■ MATERIAL ■
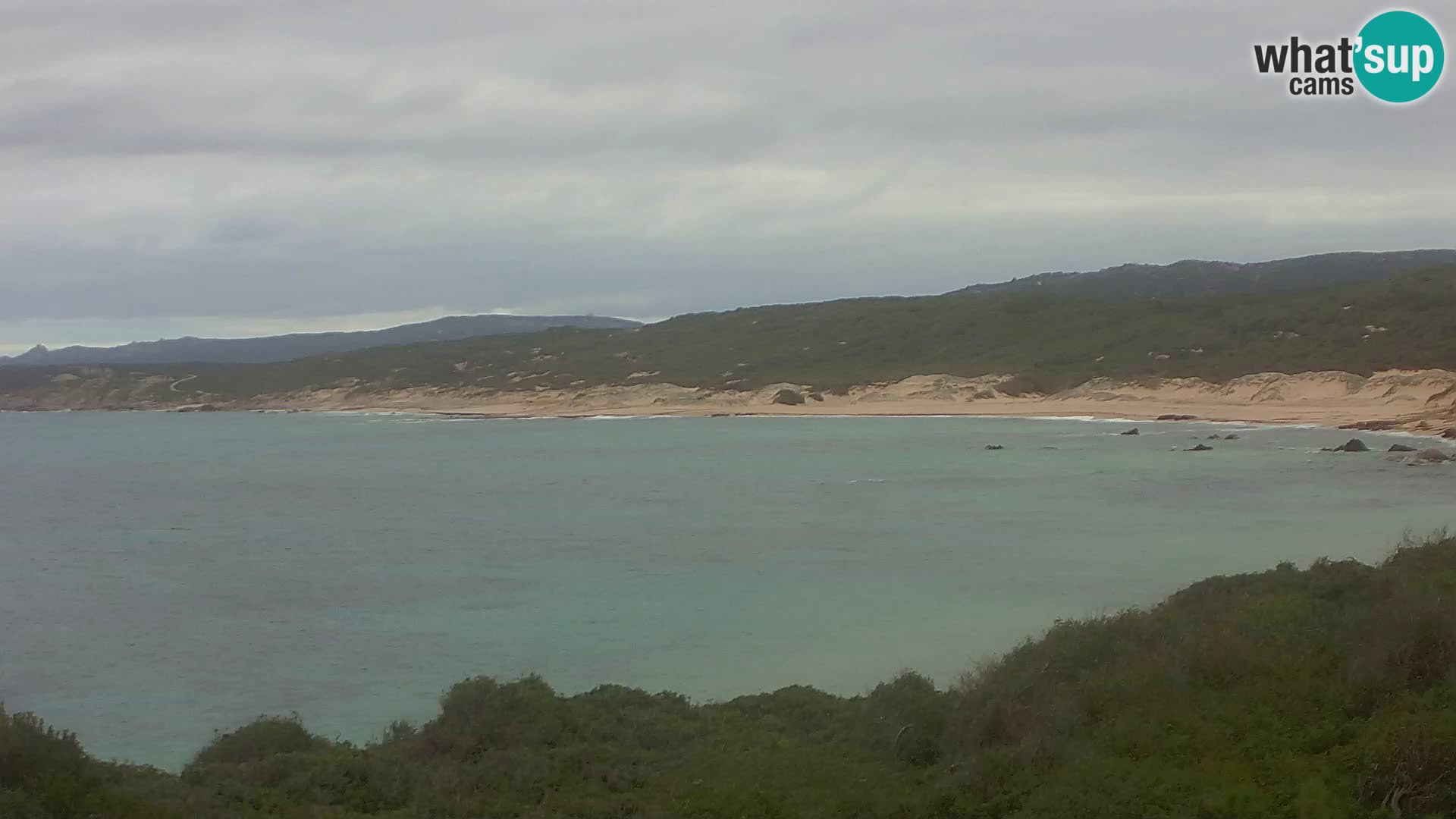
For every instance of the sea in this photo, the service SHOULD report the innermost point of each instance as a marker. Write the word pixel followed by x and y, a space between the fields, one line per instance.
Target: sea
pixel 169 576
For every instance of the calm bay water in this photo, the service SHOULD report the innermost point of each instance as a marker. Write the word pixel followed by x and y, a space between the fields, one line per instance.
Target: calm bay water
pixel 164 576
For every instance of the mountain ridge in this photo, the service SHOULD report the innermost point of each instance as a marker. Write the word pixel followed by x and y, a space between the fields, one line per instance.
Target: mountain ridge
pixel 286 347
pixel 1187 279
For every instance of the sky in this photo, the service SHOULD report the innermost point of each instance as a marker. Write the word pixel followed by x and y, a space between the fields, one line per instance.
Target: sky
pixel 243 168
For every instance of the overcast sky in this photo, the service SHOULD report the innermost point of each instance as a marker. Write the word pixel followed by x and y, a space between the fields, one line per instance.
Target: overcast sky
pixel 218 168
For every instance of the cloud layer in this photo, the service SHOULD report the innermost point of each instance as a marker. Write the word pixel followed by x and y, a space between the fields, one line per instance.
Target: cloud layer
pixel 177 165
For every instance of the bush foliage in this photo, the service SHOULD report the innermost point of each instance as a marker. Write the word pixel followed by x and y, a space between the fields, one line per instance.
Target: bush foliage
pixel 1321 692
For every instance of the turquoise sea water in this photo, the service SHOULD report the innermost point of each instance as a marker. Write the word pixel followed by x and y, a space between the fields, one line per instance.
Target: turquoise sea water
pixel 164 576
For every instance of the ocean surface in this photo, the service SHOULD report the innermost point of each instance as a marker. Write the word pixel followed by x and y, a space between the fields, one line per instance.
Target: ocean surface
pixel 165 576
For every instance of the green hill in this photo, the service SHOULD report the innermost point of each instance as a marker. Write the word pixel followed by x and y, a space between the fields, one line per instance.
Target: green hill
pixel 1193 279
pixel 1324 692
pixel 1056 341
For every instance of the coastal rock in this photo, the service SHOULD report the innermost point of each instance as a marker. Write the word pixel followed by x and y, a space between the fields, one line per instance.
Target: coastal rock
pixel 788 397
pixel 1372 426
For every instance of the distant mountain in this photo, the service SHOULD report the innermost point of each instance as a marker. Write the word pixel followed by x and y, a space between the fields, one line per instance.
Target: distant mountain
pixel 1191 279
pixel 300 344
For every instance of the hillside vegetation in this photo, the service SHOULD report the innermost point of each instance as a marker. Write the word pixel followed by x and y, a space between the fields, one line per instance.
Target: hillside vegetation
pixel 1324 692
pixel 1193 279
pixel 300 344
pixel 1056 341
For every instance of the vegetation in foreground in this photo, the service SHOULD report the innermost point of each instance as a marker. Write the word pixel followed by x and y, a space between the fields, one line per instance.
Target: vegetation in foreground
pixel 1324 692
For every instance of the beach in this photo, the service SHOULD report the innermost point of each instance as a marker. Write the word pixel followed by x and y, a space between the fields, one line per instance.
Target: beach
pixel 1398 400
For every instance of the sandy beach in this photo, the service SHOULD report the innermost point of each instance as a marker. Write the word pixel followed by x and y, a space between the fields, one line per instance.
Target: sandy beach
pixel 1410 400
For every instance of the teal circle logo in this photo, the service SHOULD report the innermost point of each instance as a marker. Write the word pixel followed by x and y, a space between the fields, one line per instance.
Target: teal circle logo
pixel 1400 57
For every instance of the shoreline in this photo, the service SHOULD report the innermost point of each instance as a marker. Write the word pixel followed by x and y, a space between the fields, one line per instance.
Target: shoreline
pixel 1416 401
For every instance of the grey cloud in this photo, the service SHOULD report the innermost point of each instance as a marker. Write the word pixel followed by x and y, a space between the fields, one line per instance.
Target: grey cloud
pixel 280 161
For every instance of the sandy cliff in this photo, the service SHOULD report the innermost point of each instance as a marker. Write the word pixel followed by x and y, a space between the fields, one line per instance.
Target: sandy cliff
pixel 1416 400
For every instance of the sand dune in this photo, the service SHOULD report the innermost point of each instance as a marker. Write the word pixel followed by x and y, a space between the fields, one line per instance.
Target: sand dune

■ WHAT YOU WILL DO ■
Please output the items word for word, starting at the beginning of the items and continuing through the line with "pixel 243 168", with both ends included. Leave the pictures out of your output.

■ FULL RESPONSE ■
For every instance of the sea in this photo, the service SHOULD report the innermost point of each instance as a marker. Write the word pixel followed by x and y, a space between the fields, one line per instance.
Target: sea
pixel 169 576
For every instance of the calm bay water in this photo, the service SHOULD report the innermost point of each instance as a marker. Write the word pixel followed by x and y, a space between the fields, one line per instance.
Target: calm bay water
pixel 164 576
For every instance of the mountain ridge in this photo, the service SHOULD report the innermost point of each instance as a marker. Write the word pixel followed by x and y, a space between the fields, one line per instance.
Target: mountain ridge
pixel 286 347
pixel 1187 279
For every instance of the sky in this photo, the service SHOULD report the innermost point of each instance as a marker. Write the word pixel followed by x and y, a space between the fields, one line per instance.
Target: sky
pixel 243 168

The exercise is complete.